Retype the text, starting at the line that contains "Find the green" and stopping after the line that contains "Take one instance", with every character unchanged.

#### ENTRIES SUPPLIED

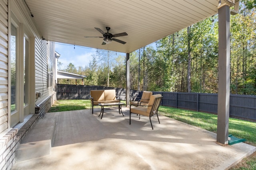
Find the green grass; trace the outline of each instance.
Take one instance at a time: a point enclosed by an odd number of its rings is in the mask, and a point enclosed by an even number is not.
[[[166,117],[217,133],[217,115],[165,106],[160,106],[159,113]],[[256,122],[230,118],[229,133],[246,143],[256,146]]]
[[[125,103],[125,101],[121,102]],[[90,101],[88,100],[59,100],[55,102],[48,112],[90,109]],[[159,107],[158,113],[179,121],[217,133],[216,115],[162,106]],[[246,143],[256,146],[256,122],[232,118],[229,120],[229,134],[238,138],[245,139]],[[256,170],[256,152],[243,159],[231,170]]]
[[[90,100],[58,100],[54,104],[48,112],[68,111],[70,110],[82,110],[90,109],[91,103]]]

########
#### ENTRIES SUPPLIED

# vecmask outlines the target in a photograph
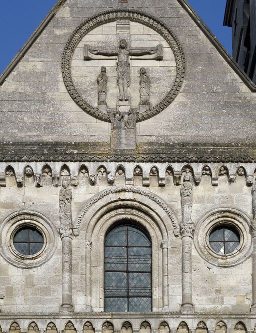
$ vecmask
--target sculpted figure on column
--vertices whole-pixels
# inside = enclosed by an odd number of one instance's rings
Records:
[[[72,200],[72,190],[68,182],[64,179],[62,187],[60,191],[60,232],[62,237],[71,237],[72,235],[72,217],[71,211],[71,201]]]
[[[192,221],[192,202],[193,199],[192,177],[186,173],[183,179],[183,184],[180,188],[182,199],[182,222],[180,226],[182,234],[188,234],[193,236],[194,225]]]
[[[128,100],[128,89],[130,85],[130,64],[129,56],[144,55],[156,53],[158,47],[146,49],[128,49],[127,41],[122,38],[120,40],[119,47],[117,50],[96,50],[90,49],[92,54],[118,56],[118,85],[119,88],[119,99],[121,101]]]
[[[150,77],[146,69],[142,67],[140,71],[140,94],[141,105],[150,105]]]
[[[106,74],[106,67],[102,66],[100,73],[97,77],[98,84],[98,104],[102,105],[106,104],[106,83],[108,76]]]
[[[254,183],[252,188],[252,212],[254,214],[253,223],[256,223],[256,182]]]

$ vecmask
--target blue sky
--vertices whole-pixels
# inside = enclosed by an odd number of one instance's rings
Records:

########

> **TASK RESULT**:
Find the green grass; trace the outline of each instance.
Take one instance at a time: a point enclosed by an odd number of its rings is in the mask, and a point enclosed by an even number is not.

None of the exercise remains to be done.